SOURCE DATA:

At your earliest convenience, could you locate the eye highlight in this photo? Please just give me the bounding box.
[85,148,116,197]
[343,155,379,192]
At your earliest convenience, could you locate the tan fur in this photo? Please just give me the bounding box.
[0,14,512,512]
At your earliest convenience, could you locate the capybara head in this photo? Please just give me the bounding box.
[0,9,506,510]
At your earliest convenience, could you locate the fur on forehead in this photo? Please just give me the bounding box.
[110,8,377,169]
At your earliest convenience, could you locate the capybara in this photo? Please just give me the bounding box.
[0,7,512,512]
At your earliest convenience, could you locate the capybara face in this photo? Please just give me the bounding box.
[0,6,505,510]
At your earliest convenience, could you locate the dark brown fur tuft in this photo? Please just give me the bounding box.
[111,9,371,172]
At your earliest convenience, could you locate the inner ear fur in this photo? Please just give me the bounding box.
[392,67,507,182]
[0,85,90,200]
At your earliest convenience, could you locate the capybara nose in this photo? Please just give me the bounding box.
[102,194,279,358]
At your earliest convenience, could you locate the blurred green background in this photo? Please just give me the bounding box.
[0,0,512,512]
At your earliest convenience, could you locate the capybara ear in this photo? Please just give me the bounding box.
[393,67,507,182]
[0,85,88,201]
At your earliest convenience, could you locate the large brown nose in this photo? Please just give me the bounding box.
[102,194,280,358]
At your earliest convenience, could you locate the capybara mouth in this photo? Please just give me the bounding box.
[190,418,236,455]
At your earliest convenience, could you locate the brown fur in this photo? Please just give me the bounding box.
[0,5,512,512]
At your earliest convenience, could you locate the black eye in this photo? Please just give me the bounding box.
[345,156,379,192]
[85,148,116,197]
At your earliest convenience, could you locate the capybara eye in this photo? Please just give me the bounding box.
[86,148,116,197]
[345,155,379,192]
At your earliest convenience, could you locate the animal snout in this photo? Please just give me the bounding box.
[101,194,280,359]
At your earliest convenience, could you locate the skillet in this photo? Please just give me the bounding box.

==

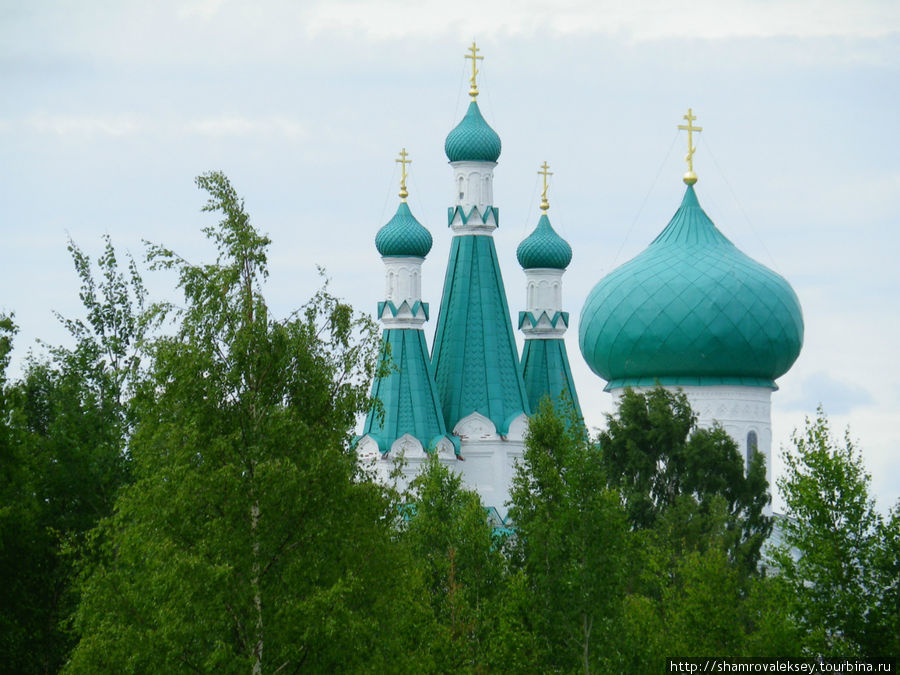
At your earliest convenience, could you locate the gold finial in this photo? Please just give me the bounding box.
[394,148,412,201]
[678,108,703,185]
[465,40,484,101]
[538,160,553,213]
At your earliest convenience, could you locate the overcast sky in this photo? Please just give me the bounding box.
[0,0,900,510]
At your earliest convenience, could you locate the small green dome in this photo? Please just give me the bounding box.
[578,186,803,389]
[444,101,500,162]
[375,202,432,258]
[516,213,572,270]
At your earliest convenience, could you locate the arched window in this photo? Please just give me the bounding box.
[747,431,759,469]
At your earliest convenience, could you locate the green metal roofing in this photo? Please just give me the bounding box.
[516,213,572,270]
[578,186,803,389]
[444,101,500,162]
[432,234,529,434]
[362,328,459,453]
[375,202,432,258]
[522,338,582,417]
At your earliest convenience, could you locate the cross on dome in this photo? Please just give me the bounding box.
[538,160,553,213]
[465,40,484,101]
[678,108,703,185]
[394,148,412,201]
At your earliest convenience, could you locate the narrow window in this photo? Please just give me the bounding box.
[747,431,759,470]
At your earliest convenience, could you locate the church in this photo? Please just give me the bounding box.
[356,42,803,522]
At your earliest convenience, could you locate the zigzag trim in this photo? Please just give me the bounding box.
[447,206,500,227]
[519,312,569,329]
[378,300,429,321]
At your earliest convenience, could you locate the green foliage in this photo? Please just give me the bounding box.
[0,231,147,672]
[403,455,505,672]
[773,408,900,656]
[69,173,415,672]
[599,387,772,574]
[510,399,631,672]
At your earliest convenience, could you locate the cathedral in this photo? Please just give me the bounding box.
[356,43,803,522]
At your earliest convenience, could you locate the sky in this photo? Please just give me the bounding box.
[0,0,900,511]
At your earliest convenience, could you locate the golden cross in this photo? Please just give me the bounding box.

AIM:
Copy the records exactly, starting at the line containing "At your earliest convenience, could you locate the capybara nose" and ending at the line containing "[101,194,280,359]", with both of those lines included.

FINISHED TASK:
At your earliest convenience, could you locate the capybara nose in this photo? Please just give me the bounding box.
[102,194,279,358]
At your earliest convenience, could you locate the blurred green background in this photo? Please just give me the bounding box.
[0,0,512,512]
At your earliest convenience, could you locate the capybara ear in this photo? Please just give me the bounding box.
[393,67,507,182]
[0,85,88,201]
At your earliest convenience, could you locate the large brown nose in this photo? Please just give me the bounding box.
[102,194,280,358]
At your earliest convenience, could you locate the capybara mouth in this photo? Please just give me the bounding box.
[190,418,236,455]
At your earliest convenience, could you locate the brown fur in this photo? Please just give me the bounding box.
[0,5,512,512]
At your earliest convenience, could you locate the black eye in this photo? Please just give me the bounding box.
[345,156,379,192]
[85,148,116,197]
At your earliest convenience, could you locate the capybara eye in this photo? Please just give me the bounding box.
[86,148,116,197]
[345,155,379,192]
At your earliest convenience, could you locate the animal snout in this photo? Please just give me the bounding box.
[101,194,280,359]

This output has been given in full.